[EXTRACTED TEXT]:
It was a day today. Just a normal day.
It was a Sunday, in northern Massachusetts, in the last week of October.
It rained all day and the wind kept sweeping back and forth across our yard, seemingly intent on scrubbing away all signs of summer.
The yellow leaves swirled through the air like dancers and the newly empty trees bowed to the left and to the right.
I sat in my comfy rocker with a blanket on my knees. I watched the weather and smiled.
It was perfect.
Like every other adult in the world today, my days are packed with responsibilities. Taking care of my grandchildren and one of their friends, shopping, cooking, entertaining friends, helping to look after my elderly Mom, dealing with two young and energetic dogs……
All of it is good and all of really does bring me joy.
But I am exhausted. I’ve spent the past ten days or so fighting off a visit to the doctor. Refusing to go on medications that make me feel worse than I did before. The nose is stuffy, the lungs are wheezy, the aches are chasing the pains across my spine and I have a mystery foot ailment that has me limping like an old sailor.
I needed one day to myself.
And my dear friend, Mother Nature, has complied. It is cold. It is too rainy to work in the yard. Too cold to clean the garage. I had some new friends here for dinner last night, so there is no need clean anything.
Today has been spent reading a very cool mystery novel (The Nowhere Child). It has been spent sipping tea and eating mini cannolis brought by our friends. Dogs have been snoozing on my lap.
Even my workaholic husband has been reading, snoozing and playing games on his phone.
Perfect.
As I sit here now, I am looking out at a gray, dreary dusk. The rain pours down. The wind keeps blowing.

As I sit here, the light of my house shines in contrast to the cold night ahead. I am safe. I am sitting. I gaze out into the golden glow of the leaves that remain on our beech and oak trees. I can see the last bright sign of life from our “Burning bush”. I know that winter is heading our way.
But all will be well.
Because every now and then, a day will come when my body tells me to simply sit down and shut up. I’ll pour some hot herb tea, grab a good book, and fold the fuzzy blanket over the dog on my lap.
Life is good. Especially when we don’t expect it to be.

[TASKS FOR THIS EXERCISE]:
a. Return the passage of the rainy-Sunday post starting with "The yellow leaves" and going on through "an old sailor.", word for word.
b. In the rainy-Sunday post, what is the title of the mystery novel the writer spends the day reading?

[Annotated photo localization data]
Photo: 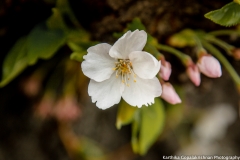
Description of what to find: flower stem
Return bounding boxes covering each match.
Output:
[208,29,240,36]
[156,44,192,66]
[204,35,235,55]
[202,40,240,93]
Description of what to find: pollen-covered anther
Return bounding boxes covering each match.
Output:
[113,59,137,87]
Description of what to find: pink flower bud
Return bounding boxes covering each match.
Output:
[159,61,172,81]
[197,54,222,78]
[161,83,182,104]
[232,48,240,60]
[187,64,201,86]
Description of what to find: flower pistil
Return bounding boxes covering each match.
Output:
[113,59,137,87]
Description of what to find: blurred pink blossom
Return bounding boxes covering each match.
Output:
[159,60,172,81]
[187,64,201,86]
[197,54,222,78]
[161,82,182,104]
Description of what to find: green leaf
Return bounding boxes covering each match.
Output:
[0,37,28,87]
[132,98,165,155]
[204,2,240,27]
[67,41,97,62]
[127,18,146,31]
[168,29,196,48]
[139,98,165,155]
[116,100,137,129]
[27,23,66,65]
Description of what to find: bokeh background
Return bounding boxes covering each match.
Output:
[0,0,240,160]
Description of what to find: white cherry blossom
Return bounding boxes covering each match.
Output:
[81,30,162,109]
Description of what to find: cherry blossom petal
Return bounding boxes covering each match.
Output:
[88,74,124,109]
[122,76,162,108]
[81,43,116,82]
[109,30,147,59]
[129,51,161,79]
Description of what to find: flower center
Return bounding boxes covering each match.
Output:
[113,59,136,86]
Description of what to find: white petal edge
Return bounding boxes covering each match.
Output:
[88,74,124,109]
[129,51,161,79]
[109,30,147,59]
[81,43,116,82]
[122,76,162,108]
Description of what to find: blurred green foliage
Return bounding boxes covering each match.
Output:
[204,2,240,27]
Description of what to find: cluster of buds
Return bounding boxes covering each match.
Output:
[159,56,182,104]
[186,49,222,86]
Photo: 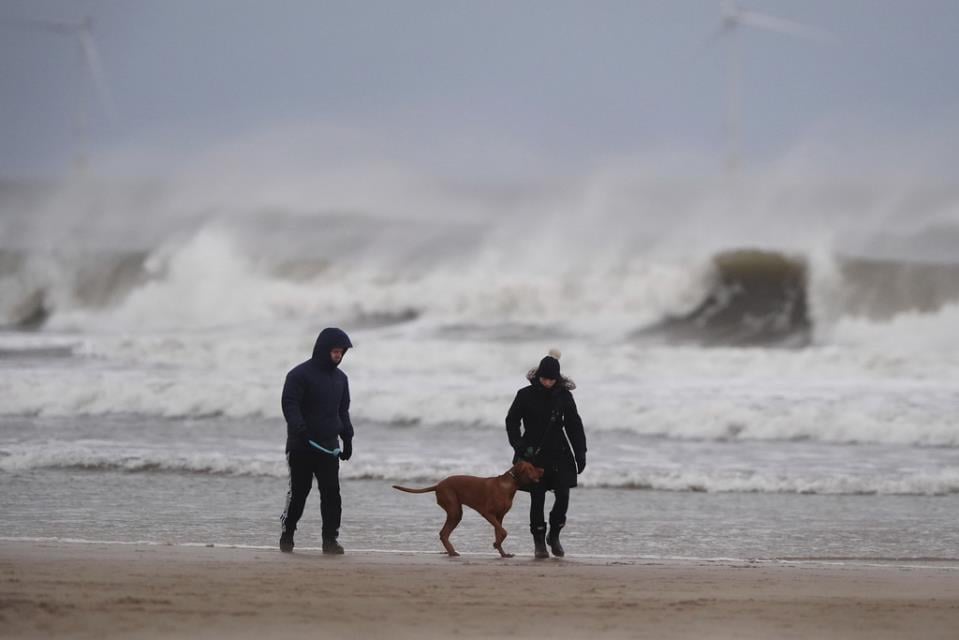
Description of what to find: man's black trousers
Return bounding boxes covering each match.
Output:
[280,451,343,540]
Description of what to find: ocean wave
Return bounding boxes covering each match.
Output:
[0,226,959,348]
[0,450,959,496]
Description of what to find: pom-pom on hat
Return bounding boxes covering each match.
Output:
[536,349,562,380]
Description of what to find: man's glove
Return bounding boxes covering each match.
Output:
[513,445,535,462]
[576,453,586,474]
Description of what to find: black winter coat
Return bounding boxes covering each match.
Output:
[281,329,353,453]
[506,379,586,491]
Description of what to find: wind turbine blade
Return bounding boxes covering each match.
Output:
[736,10,836,42]
[80,29,117,120]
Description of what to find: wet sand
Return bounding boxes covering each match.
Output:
[0,541,959,640]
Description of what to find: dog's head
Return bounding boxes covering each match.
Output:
[511,460,543,486]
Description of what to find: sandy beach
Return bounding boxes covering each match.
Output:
[0,541,959,639]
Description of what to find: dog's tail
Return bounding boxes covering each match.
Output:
[393,484,438,493]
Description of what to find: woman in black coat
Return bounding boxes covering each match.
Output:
[506,351,586,558]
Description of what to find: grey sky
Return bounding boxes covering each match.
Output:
[0,0,959,175]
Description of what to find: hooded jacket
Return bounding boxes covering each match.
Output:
[281,328,353,452]
[506,371,586,490]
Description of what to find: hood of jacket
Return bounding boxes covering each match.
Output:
[313,327,353,369]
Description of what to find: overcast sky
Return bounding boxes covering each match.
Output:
[0,0,959,176]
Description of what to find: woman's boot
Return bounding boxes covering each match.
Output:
[529,523,549,559]
[546,524,566,558]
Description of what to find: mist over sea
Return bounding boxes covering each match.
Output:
[0,161,959,560]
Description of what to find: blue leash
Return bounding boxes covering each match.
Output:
[307,440,343,458]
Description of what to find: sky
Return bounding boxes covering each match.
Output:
[0,0,959,177]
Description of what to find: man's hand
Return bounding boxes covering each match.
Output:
[576,453,586,474]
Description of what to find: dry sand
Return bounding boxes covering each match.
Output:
[0,542,959,640]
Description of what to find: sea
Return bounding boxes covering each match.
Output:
[0,172,959,567]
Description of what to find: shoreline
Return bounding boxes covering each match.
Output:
[0,540,959,639]
[0,536,959,572]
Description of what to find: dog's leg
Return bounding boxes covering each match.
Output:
[483,513,513,558]
[436,491,463,556]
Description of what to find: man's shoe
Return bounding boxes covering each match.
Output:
[323,538,343,556]
[280,531,293,553]
[529,524,549,560]
[546,524,566,558]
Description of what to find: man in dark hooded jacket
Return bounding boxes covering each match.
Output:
[280,328,353,554]
[506,350,586,558]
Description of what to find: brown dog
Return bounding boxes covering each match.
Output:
[393,460,543,558]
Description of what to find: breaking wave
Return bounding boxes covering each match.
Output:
[0,447,959,495]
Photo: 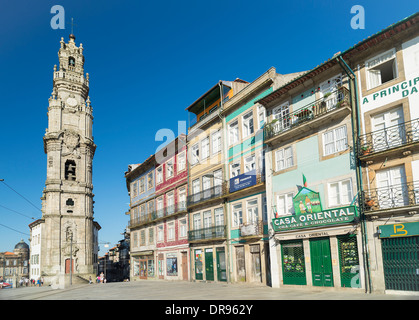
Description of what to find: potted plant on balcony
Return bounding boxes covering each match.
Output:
[361,146,371,156]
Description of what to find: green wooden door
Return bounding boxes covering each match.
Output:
[205,249,214,281]
[195,249,204,280]
[217,248,227,281]
[310,238,333,287]
[381,237,419,291]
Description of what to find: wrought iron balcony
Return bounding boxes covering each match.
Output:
[357,119,419,158]
[240,220,263,237]
[188,182,225,206]
[363,181,419,211]
[129,201,186,228]
[188,225,226,241]
[264,87,350,141]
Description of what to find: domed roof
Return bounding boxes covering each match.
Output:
[15,239,29,249]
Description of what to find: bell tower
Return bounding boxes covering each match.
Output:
[40,34,100,282]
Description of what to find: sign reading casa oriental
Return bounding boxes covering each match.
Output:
[272,188,358,232]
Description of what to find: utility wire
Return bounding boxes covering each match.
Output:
[0,223,30,236]
[0,204,35,220]
[0,179,42,212]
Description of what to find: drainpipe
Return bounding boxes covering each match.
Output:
[218,81,232,283]
[337,54,372,293]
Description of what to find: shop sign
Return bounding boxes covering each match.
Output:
[272,206,358,232]
[378,222,419,238]
[230,170,256,192]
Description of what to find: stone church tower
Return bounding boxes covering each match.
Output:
[40,34,100,283]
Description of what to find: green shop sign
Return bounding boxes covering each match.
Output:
[272,187,358,232]
[378,222,419,238]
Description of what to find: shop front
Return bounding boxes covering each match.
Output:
[378,222,419,292]
[132,251,155,281]
[191,246,227,282]
[272,188,363,288]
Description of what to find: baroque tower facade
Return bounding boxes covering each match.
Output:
[40,34,100,281]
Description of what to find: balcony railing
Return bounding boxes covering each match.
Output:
[129,201,186,228]
[188,183,225,205]
[363,181,419,211]
[240,220,263,237]
[188,225,226,241]
[357,119,419,157]
[264,87,350,140]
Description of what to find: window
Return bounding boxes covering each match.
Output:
[166,159,174,180]
[247,199,259,224]
[211,130,221,154]
[275,146,294,171]
[277,193,295,216]
[64,160,76,181]
[328,179,353,207]
[140,177,145,193]
[231,162,240,178]
[228,120,239,145]
[167,222,175,240]
[178,188,186,211]
[191,143,199,165]
[193,213,201,230]
[179,219,188,238]
[258,106,266,129]
[233,204,243,227]
[177,151,186,172]
[166,191,175,214]
[365,49,397,89]
[156,166,163,183]
[243,111,254,138]
[201,137,209,159]
[214,208,224,226]
[147,172,154,190]
[272,101,291,131]
[244,155,256,173]
[157,225,164,242]
[323,126,348,156]
[148,228,154,244]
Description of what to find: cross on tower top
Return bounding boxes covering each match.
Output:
[68,18,76,35]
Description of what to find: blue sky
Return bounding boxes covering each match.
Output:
[0,0,419,254]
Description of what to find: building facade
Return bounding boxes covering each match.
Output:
[34,35,100,283]
[342,13,419,293]
[155,134,190,280]
[258,61,363,288]
[125,155,157,281]
[186,79,247,281]
[0,239,29,288]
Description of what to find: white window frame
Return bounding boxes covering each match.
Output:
[365,48,398,90]
[201,137,210,160]
[276,192,295,216]
[228,119,240,146]
[166,157,175,180]
[327,178,354,207]
[211,130,221,155]
[167,221,176,241]
[275,146,294,171]
[257,106,266,129]
[231,203,243,228]
[230,161,241,178]
[191,142,199,165]
[179,218,188,238]
[177,151,186,172]
[242,110,255,139]
[246,198,260,224]
[156,165,163,184]
[244,154,256,173]
[322,125,348,156]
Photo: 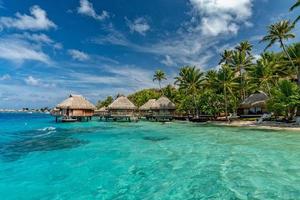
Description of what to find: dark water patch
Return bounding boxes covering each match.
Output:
[0,130,88,162]
[143,136,170,142]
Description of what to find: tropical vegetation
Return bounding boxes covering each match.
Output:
[100,0,300,121]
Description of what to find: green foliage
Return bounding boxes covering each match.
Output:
[175,66,204,117]
[153,69,167,94]
[198,89,224,117]
[128,89,161,107]
[290,0,300,23]
[267,80,300,120]
[96,96,114,109]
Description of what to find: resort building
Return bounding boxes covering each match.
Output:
[139,99,156,119]
[106,96,137,121]
[52,94,96,122]
[94,106,108,119]
[238,92,268,116]
[151,96,176,121]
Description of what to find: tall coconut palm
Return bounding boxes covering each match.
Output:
[204,69,218,90]
[290,0,300,23]
[219,50,233,64]
[175,66,204,118]
[217,65,238,121]
[153,69,167,95]
[261,20,295,67]
[235,41,253,55]
[228,51,253,100]
[287,43,300,85]
[248,56,279,96]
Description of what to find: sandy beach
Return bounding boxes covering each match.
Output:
[208,120,300,131]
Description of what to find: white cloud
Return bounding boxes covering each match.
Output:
[24,76,40,86]
[77,0,109,21]
[93,0,252,69]
[125,17,150,35]
[0,74,11,81]
[10,32,62,49]
[0,5,56,30]
[24,76,55,88]
[190,0,252,36]
[0,38,51,64]
[68,49,90,61]
[161,55,176,66]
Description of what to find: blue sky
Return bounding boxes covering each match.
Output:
[0,0,300,108]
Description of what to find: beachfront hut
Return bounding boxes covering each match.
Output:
[139,99,156,118]
[94,106,108,119]
[106,96,136,121]
[238,92,268,116]
[55,94,96,122]
[151,96,176,121]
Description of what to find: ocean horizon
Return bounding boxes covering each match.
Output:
[0,113,300,200]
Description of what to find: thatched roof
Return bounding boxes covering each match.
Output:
[240,92,269,108]
[140,99,156,110]
[151,96,176,110]
[108,96,136,110]
[95,106,107,112]
[56,94,96,110]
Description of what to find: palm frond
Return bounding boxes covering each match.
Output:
[290,0,300,11]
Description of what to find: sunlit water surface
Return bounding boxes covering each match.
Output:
[0,114,300,200]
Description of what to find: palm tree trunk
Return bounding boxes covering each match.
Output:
[158,81,165,96]
[279,39,300,85]
[267,83,271,98]
[224,83,229,121]
[193,94,199,119]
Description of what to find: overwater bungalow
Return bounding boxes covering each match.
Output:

[RESPONSES BY TASK]:
a.
The yellow leaves swirled through the air like dancers and the newly empty trees bowed to the left and to the right.
I sat in my comfy rocker with a blanket on my knees. I watched the weather and smiled.
It was perfect.
Like every other adult in the world today, my days are packed with responsibilities. Taking care of my grandchildren and one of their friends, shopping, cooking, entertaining friends, helping to look after my elderly Mom, dealing with two young and energetic dogs……
All of it is good and all of really does bring me joy.
But I am exhausted. I’ve spent the past ten days or so fighting off a visit to the doctor. Refusing to go on medications that make me feel worse than I did before. The nose is stuffy, the lungs are wheezy, the aches are chasing the pains across my spine and I have a mystery foot ailment that has me limping like an old sailor.

b. The Nowhere Child